| Work instruction |
Each entry needs to be retyped exactly.
═══ Records shown
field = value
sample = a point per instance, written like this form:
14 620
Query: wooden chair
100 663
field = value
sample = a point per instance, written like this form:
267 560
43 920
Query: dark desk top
══════
| Written solution |
field = value
sample = a point per instance, written like this form:
14 620
Query: wooden chair
100 663
field = value
sample = a point per instance, written like this form:
267 560
43 920
Query: dark desk top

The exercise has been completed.